> [Selected text]:
•••••

It's not the same argument.  You are arguing that most people will stick with a company no matter what because they have had success with that company in the past.  I am arguing that as long as the product has the features they need (i.e. it works for their usage case) then they will pick a product based upon other factors, one of the most important being price.


----------



## yogurt_21 (Oct 8, 2014)

The Von Matrices said:


> It's not the same argument.  You are arguing that most people will stick with a company no matter what because they have had success with that company in the past.  I am arguing that as long as the product has the features they need (i.e. it works for their usage case) then they will pick a product based upon other factors, one of the most important being price.



Actually it is the same argument. There wasn't a "no matter what" to my argument. Perhaps in your head there was, but not in the post nor in my intent. There are a variety of factors at play here. One of which is the fact that there are currently only 2 variants of 970's in stock on the egg atm. Both are above the 330$ price range. The cheapest 290 is the same as mine, huge but a nice quiet cooler that works wonderfully it's 60$ cheaper (before MIR for an additional 20$) includes the gold amd bundle of 3 free games as well as 2 more free games Alien Isolation and Star Citizen. Alien Isolation is an additional 50$ value all by itself. The max the extra's plus price discount are worth is 200$ (assuming the games in the gold package are 20$ a piece and you send in the MIR, 60 + 20 + 50 + 20 + 20 + 20 + star citizen)

The 970 also comes with a nice cooler, but other than that it's bundle is a 5$ promotional gift card. So extras + price = 5$ on newegg. 

The 970 is 11% faster at 1080p according to TPU reviews, and 7% faster at higher resolutions. It is also a bit more energy efficient, but not exactly a fermi to Kepler jump. 

If you see that as worthwhile over the 290, then by all means go for it. I hate to tell you though than any reasonable person will likely decide the other way considering all it includes. This is especially true for fanboys.


----------



## vega22 (Oct 8, 2014)

RCoon said:


> Nothing in any hardware related sector is particularly interesting me. Processors are barely better than sandy, GPU's have only just gotten better after god knows how many years, and every other hardware section is at a standstill bar RAM, and DDR4 has a nonexistant following besides those so desperate to upgrade to Haswell-E



stackable flash and its knock on effect to system and data storage is about as exciting as i see anything getting atm...how fucked up is that!!!!


----------



## The Von Matrices (Oct 9, 2014)

•••••

> [Material]:
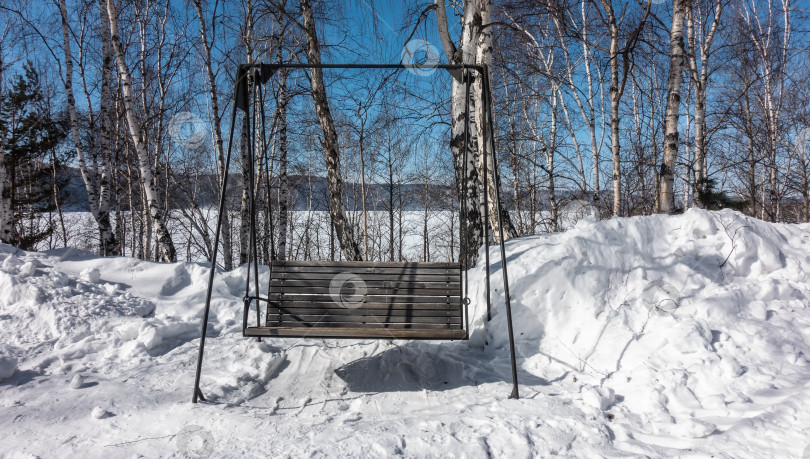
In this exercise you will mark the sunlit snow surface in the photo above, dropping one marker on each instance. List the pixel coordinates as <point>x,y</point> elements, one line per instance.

•••••

> [Given instruction 1]:
In the forum thread, how much faster is the 970 at 1080p according to TPU reviews?
> [Given instruction 2]:
Please list every username that appears in the forum thread.
> [Given instruction 3]:
Reproduce the passage of the forum thread between "The 970 also" and "true for fanboys.", inclusive.

> [Full solution 1]:
11% faster.

> [Full solution 2]:
The Von Matrices, yogurt_21, vega22, RCoon

> [Full solution 3]:
The 970 also comes with a nice cooler, but other than that it's bundle is a 5$ promotional gift card. So extras + price = 5$ on newegg. 

The 970 is 11% faster at 1080p according to TPU reviews, and 7% faster at higher resolutions. It is also a bit more energy efficient, but not exactly a fermi to Kepler jump. 

If you see that as worthwhile over the 290, then by all means go for it. I hate to tell you though than any reasonable person will likely decide the other way considering all it includes. This is especially true for fanboys.